EXERCISE BRIEF:
Could you return every line below word for word, with nothing added, dropped, or changed?

DATASET CONTENT:

■ ■ ■ ■ ■ ■ ■

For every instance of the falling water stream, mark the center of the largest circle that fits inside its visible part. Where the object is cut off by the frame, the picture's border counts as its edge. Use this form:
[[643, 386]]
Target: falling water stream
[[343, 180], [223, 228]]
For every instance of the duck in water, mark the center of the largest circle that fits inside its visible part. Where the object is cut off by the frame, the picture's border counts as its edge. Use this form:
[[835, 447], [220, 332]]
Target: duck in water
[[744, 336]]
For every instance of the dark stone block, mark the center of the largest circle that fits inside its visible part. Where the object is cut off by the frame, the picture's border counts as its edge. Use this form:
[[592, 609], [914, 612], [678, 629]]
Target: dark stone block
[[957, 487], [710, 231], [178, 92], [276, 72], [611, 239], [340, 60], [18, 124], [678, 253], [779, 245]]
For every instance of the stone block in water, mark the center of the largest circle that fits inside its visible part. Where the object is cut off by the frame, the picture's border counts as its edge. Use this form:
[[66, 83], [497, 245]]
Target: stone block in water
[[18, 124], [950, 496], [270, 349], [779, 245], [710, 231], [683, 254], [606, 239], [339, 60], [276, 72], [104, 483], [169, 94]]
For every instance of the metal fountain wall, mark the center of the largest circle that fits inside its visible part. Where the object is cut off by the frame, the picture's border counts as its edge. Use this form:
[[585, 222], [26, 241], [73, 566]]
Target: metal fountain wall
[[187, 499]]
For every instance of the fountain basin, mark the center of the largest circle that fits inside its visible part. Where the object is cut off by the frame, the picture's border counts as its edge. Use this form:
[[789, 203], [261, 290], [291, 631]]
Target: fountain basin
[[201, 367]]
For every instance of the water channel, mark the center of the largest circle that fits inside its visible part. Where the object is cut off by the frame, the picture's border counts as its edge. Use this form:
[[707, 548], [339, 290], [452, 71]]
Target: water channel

■ ■ ■ ■ ■ ■ ■

THE ANSWER:
For every instance of the falling water stream, mark the center of the largest circle that fits inside its visible part. Where the object is cut off by the frame, the picture's border counts as its edge. Use this form:
[[643, 386]]
Target: falling water stream
[[343, 180], [223, 228]]
For every instance of the duck in water, mark the center of the largest circle that fits inside its visible part. Where the object is cut off by the frame, the picture's border counts as its edge. Use this form:
[[835, 447], [220, 332]]
Target: duck in water
[[744, 336]]
For every instance of the dark stone block, mark the center of the largest circle that fits inside its visible part. Where the object is cut off by the frame, the picture's border counts as its edge. Use this form:
[[592, 609], [914, 612], [678, 629]]
Target: dark stone block
[[957, 487], [710, 231], [178, 92], [276, 72], [611, 239], [340, 60], [18, 124], [678, 253], [779, 245]]
For every instance of the stone block in water, mark the center of the largest circle that fits inside its visible part. Where the object is cut off by the frame, the picture's border counts as its edge. Use this form:
[[66, 83], [497, 245]]
Target: stone block in water
[[18, 124], [950, 496], [270, 349], [779, 245], [710, 231], [683, 254], [606, 239], [339, 60], [276, 72], [104, 483], [169, 94]]
For every instance of the metal fountain wall, mark the center of the largest circle that fits inside its visible part. Where the object is cut off by the frame, the picture's border counts as its edge. Use this form:
[[585, 222], [26, 241], [73, 566]]
Target: metal fountain wall
[[187, 499]]
For every instance of the fountain basin, mark the center of the largest circle that fits inside its visible part. Where the object is cut off by the frame, the picture's border counts as its edge. Use this form:
[[789, 203], [261, 290], [291, 631]]
Target: fountain basin
[[201, 367]]
For every instance of the water channel, mark the center of the largest circle that fits inside its visible part. Where the object is cut off by the frame, the picture's border counts as its edge. Use this form:
[[707, 548], [339, 290], [452, 71]]
Target: water channel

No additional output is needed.